## Start

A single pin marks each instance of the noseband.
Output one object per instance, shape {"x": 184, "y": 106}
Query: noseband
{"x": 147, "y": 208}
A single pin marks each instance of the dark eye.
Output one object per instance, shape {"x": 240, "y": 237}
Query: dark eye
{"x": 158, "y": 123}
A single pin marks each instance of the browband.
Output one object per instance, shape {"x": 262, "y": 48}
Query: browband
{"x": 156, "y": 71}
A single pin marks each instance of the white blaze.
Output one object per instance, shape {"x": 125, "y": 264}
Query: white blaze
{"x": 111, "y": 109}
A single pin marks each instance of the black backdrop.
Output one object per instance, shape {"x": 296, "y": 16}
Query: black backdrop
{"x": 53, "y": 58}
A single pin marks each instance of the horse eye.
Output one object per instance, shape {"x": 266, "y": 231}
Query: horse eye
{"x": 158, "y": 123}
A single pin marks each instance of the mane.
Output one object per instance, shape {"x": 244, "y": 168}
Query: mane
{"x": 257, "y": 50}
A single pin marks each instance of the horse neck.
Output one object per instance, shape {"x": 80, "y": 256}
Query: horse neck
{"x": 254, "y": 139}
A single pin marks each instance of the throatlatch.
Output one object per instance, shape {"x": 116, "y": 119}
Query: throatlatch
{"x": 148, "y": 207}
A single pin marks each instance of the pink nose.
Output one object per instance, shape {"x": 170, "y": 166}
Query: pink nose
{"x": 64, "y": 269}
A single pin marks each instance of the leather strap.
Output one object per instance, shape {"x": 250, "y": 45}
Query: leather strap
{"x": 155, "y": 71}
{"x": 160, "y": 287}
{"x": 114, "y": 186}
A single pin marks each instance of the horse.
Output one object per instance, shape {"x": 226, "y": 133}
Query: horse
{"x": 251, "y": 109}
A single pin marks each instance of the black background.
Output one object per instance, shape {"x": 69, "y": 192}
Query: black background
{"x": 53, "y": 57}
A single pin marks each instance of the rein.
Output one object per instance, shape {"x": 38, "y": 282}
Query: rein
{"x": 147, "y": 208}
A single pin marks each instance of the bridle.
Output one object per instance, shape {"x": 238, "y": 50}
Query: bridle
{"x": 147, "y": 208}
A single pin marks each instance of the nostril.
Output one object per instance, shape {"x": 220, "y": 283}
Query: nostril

## End

Set exercise
Can you return every item above word for word, with nothing changed?

Response to the task
A single pin marks each instance of the noseband.
Output one object per instance, shape {"x": 184, "y": 106}
Query: noseband
{"x": 147, "y": 208}
A single pin marks each instance of the dark eye.
Output one object per instance, shape {"x": 240, "y": 237}
Query: dark eye
{"x": 158, "y": 123}
A single pin marks each instance of the browband.
Output one object per instance, shape {"x": 262, "y": 48}
Query: browband
{"x": 156, "y": 71}
A single pin marks each instance of the white blaze.
Output one object per instance, shape {"x": 125, "y": 264}
Query: white blaze
{"x": 111, "y": 109}
A single pin marks each instance of the black backdrop.
Output one object per instance, shape {"x": 296, "y": 16}
Query: black backdrop
{"x": 53, "y": 58}
A single pin marks each instance of the horse eye.
Output one object per instance, shape {"x": 266, "y": 231}
Query: horse eye
{"x": 158, "y": 123}
A single pin marks each instance of the mane.
Output one object per instance, shape {"x": 244, "y": 168}
Query: mane
{"x": 257, "y": 50}
A single pin marks each instance of the horse neck.
Output one object per instance, shape {"x": 80, "y": 256}
Query: horse neck
{"x": 254, "y": 139}
A single pin marks each instance of the throatlatch.
Output one object per instance, shape {"x": 116, "y": 119}
Query: throatlatch
{"x": 148, "y": 207}
A single pin marks each instance of the pink nose.
Output one object per instance, shape {"x": 170, "y": 166}
Query: pink nose
{"x": 64, "y": 269}
A single pin marks each instance of the leather strap.
Output one object per instance, shape {"x": 250, "y": 45}
Query: leather strap
{"x": 155, "y": 71}
{"x": 160, "y": 287}
{"x": 114, "y": 186}
A single pin marks each instance of the horse.
Output one object per instance, shape {"x": 226, "y": 133}
Query: horse
{"x": 251, "y": 109}
A single pin marks each instance of the black background.
Output one object per instance, shape {"x": 69, "y": 192}
Query: black background
{"x": 53, "y": 57}
A single pin marks each instance of the rein.
Output one object per instance, shape {"x": 38, "y": 282}
Query: rein
{"x": 147, "y": 208}
A single pin marks each instance of the bridle.
Output one object per instance, shape {"x": 238, "y": 50}
Query: bridle
{"x": 147, "y": 208}
A single pin marks each instance of the nostril.
Output one object per instance, shape {"x": 220, "y": 283}
Query: nostril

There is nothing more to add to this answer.